> **DIRECTIVE 1**:
From the forum thread on using a 430EX II flash with an umbrella, set down the part that opens with the words containing "## Buckster (May" and closes with "distance to subject).", word for word.
> **DIRECTIVE 2**:
Carry the forum thread on using a 430EX II flash with an umbrella forward from its last sentence.

** begin EXCERPTED PASSAGE **

# umbrella and 430ex ii



## Brandman (May 13, 2012)

So i just purchased a 430ex ii and also bought a stand and flash mount for an umbrella. A girl at my school gave me a white umbrella that measures about 4 feet across. do you think that the 430 will fill a 4ft umbrella and what is the difference in the size umbrellas. sorry if this is a dumb question i am just now getting into flash photography


----------



## Buckster (May 13, 2012)

Brandman said:


> So i just purchased a 430ex ii and also bought a stand and flash mount for an umbrella. A girl at my school gave me a white umbrella that measures about 4 feet across. do you think that the 430 will fill a 4ft umbrella and what is the difference in the size umbrellas. sorry if this is a dumb question i am just now getting into flash photography


The bigger the size, the softer the relative light, all else being equal (amount of light, distance to subject).

** end EXCERPTED PASSAGE **
** begin DATA LISTING **

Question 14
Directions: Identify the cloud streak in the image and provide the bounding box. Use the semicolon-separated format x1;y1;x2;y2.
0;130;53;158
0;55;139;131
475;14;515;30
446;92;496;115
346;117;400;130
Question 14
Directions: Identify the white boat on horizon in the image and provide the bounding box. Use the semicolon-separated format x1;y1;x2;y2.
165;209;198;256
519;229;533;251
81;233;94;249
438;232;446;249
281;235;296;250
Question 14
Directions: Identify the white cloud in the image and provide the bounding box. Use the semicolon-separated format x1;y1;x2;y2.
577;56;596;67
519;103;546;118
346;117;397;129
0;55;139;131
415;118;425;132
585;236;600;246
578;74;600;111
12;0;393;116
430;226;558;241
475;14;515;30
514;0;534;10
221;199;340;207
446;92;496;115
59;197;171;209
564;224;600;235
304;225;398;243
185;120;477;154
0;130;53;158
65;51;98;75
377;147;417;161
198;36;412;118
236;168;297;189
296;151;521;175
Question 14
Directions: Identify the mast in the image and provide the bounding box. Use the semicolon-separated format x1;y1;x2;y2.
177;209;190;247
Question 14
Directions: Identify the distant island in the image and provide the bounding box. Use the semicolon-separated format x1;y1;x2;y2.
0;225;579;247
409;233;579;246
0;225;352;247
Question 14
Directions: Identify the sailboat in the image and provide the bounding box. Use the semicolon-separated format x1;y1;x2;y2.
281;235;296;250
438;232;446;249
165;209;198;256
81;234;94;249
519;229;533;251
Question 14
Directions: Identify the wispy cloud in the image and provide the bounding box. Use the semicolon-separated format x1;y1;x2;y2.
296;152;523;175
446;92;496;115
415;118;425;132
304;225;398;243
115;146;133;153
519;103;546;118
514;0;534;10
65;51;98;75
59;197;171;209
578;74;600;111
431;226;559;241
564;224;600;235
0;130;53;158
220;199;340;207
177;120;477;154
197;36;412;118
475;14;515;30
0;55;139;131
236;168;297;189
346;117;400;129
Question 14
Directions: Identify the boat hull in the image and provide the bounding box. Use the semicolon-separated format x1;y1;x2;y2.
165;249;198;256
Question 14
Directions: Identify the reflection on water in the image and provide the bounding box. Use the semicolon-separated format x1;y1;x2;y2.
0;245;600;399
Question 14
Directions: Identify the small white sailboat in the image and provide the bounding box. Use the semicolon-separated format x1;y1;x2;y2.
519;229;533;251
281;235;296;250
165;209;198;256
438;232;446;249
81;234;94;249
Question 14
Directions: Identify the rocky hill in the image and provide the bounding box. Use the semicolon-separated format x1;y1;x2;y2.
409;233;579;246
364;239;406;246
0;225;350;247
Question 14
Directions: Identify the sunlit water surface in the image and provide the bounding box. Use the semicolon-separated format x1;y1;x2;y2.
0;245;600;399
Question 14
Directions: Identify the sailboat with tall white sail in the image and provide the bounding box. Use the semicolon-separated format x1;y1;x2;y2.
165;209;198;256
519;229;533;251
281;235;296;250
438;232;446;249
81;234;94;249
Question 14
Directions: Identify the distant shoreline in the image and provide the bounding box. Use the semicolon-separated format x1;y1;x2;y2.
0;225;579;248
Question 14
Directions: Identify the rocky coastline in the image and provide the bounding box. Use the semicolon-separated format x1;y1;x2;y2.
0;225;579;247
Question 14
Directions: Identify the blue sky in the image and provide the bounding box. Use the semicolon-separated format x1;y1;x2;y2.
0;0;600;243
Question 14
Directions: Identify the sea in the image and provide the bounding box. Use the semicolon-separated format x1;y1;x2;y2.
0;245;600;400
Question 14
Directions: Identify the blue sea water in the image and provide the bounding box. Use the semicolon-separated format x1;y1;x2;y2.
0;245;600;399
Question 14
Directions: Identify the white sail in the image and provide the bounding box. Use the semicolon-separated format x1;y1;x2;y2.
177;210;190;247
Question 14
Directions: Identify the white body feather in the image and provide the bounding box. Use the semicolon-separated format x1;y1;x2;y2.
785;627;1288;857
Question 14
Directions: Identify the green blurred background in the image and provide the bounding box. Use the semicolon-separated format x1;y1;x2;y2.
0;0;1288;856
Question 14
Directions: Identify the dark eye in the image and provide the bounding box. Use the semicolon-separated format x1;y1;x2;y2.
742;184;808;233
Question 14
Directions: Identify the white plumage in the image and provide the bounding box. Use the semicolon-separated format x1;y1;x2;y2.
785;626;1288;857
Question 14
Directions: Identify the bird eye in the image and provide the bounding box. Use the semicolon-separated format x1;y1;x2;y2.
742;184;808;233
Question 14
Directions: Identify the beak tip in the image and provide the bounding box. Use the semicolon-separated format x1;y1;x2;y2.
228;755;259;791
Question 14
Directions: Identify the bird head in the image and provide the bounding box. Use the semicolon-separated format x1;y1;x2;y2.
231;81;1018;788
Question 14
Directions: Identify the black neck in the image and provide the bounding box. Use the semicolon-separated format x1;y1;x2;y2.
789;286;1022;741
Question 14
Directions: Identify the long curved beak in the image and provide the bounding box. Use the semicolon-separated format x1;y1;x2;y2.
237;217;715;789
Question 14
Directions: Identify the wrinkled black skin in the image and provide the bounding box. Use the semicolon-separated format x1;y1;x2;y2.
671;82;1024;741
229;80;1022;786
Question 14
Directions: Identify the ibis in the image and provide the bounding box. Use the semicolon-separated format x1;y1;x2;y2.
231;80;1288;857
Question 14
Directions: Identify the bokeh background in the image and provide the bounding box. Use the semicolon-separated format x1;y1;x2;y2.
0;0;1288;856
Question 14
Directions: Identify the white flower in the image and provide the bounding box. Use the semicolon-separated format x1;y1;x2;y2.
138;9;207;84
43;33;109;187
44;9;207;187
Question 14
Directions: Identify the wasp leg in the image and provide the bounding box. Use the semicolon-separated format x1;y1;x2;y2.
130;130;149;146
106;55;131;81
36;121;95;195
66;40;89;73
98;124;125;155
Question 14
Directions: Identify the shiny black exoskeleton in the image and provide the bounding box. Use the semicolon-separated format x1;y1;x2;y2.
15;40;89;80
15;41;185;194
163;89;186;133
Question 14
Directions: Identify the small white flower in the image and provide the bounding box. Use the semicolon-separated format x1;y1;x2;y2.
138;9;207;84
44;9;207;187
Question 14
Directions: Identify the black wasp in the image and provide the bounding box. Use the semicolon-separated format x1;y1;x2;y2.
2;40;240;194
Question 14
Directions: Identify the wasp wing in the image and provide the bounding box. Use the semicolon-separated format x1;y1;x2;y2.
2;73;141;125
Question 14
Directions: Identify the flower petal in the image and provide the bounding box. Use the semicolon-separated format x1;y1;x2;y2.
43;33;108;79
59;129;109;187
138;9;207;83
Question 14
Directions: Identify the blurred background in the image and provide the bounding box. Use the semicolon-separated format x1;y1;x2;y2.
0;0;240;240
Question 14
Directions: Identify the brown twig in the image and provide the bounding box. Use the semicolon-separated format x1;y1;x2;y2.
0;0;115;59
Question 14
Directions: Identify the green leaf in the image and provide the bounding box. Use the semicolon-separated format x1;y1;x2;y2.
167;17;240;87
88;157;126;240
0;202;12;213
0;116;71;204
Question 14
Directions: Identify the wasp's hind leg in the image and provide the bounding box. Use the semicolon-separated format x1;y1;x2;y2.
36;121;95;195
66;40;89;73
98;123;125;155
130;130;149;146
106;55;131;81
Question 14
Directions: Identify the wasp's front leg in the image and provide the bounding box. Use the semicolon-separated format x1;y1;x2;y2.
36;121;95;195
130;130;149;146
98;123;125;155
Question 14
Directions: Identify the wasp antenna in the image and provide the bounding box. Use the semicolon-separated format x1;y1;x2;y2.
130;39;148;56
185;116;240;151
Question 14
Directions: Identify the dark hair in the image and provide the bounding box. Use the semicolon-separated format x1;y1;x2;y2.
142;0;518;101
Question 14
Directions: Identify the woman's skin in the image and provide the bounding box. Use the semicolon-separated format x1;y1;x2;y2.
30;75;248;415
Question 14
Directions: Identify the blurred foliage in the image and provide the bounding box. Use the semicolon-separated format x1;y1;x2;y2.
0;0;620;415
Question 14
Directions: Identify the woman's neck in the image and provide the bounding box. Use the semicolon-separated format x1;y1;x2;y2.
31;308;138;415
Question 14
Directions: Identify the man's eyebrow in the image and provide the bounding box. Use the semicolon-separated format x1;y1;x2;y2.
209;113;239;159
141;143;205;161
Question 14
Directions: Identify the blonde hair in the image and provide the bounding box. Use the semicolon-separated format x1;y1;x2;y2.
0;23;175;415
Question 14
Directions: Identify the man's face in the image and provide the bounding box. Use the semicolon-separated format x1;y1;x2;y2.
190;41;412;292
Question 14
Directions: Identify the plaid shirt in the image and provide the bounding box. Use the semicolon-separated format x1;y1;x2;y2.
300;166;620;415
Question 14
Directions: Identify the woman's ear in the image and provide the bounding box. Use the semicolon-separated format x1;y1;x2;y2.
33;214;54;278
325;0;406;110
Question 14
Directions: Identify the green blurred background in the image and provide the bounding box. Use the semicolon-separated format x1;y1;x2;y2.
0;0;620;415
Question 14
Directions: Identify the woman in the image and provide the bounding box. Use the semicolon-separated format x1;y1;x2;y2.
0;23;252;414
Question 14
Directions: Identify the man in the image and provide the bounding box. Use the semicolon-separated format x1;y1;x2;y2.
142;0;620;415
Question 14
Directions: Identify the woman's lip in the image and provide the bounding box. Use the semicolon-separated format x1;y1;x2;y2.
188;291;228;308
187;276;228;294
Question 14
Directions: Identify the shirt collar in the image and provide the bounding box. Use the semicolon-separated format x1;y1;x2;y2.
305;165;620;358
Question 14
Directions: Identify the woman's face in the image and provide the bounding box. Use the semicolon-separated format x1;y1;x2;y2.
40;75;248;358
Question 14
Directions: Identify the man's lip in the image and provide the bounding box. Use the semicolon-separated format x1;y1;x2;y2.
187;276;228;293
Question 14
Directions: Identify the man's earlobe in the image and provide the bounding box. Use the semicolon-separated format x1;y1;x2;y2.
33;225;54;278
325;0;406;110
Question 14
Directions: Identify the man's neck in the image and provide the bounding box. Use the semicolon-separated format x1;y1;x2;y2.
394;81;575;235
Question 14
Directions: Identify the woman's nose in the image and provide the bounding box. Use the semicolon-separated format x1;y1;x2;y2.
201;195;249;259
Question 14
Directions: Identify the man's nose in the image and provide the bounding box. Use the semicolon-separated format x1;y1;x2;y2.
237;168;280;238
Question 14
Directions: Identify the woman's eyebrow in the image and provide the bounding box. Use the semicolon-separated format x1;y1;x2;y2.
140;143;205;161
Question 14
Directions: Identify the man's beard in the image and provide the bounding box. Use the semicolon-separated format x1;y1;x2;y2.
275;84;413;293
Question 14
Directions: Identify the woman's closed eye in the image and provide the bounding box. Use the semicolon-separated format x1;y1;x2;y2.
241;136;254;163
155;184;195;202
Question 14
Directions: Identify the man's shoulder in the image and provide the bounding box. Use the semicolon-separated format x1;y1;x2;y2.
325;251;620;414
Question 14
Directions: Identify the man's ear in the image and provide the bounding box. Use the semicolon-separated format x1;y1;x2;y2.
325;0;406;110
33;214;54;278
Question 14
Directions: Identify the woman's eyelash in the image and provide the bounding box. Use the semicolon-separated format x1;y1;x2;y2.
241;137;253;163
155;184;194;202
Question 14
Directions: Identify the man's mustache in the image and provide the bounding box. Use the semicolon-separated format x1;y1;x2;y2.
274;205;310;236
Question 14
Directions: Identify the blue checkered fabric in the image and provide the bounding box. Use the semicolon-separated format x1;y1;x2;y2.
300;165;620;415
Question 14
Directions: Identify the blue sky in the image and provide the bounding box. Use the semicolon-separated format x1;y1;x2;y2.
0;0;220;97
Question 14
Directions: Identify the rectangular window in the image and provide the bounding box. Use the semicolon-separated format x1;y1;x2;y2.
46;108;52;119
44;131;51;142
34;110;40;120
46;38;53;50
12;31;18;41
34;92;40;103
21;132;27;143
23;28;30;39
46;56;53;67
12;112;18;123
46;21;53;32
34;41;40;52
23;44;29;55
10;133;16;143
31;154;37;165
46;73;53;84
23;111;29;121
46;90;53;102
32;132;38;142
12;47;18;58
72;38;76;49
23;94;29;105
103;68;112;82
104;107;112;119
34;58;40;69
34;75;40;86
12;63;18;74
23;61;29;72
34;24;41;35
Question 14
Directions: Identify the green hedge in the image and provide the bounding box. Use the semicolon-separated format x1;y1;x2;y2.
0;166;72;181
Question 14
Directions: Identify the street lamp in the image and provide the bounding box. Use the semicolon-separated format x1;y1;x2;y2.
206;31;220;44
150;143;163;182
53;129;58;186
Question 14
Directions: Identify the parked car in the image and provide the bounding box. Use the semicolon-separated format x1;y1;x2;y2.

** end DATA LISTING **

> **WRITTEN RESPONSE 1**:
## Buckster (May 13, 2012)

Brandman said:


> So i just purchased a 430ex ii and also bought a stand and flash mount for an umbrella. A girl at my school gave me a white umbrella that measures about 4 feet across. do you think that the 430 will fill a 4ft umbrella and what is the difference in the size umbrellas. sorry if this is a dumb question i am just now getting into flash photography


The bigger the size, the softer the relative light, all else being equal (amount of light, distance to subject).

> **WRITTEN RESPONSE 2**:
Set it up, use as much of the shaft of the umbrella as possible to get the umbrella and the light separated, adjust the zoom on the light for wide angle coverage, then step in front of the set up and point the camera directly at the face of the umbrella so that you get the whole umbrella in your viewfinder, take a shot, dial the exposure up or down as needed till you're hopefully looking at detail on the umbrella, and see if the light fills the umbrella, or if there's a hot spot.

Either way, it'll work to soften the light.


----------



## KmH (May 13, 2012)

Umbrella size also determines the type of shot it can be used for. You can vary where on the shaft where you clamp the umbrella in the mount to adjust how much the umbrella is filled with light.

For the softest light and most diffused shadow edges (shadow wrap) you will want the umbrella as close to the subject as you can get it. So the umbrella can be used in both a shoot-thorugh mode and a reflected mode.

A 48" umbrella can be used for up to 3/4 length, single person portraits.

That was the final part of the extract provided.